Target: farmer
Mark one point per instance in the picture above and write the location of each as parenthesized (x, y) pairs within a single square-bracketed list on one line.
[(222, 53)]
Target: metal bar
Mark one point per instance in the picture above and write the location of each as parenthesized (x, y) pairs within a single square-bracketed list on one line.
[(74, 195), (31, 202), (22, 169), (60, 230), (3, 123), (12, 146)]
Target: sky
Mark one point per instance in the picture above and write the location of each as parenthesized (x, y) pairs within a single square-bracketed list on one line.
==
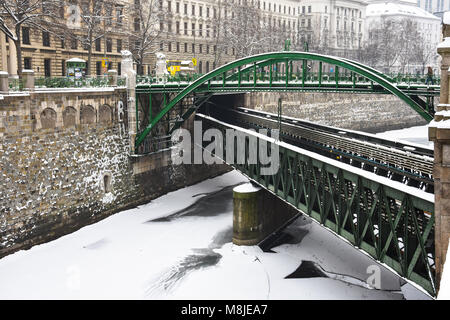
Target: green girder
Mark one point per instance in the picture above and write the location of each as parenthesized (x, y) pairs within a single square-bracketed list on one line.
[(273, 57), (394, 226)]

* Goal
Starting with the line that contains "Target: farmer" and going on through the line that contains "[(222, 53)]", rewrite those lines with "instance" swapped for "occurrence" and nothing else changed.

* Response below
Target: farmer
Mark one point per occurrence in the picture above and write the location of each as parenthesized (x, y) pairs within a single square-bracketed list on one line.
[(222, 53)]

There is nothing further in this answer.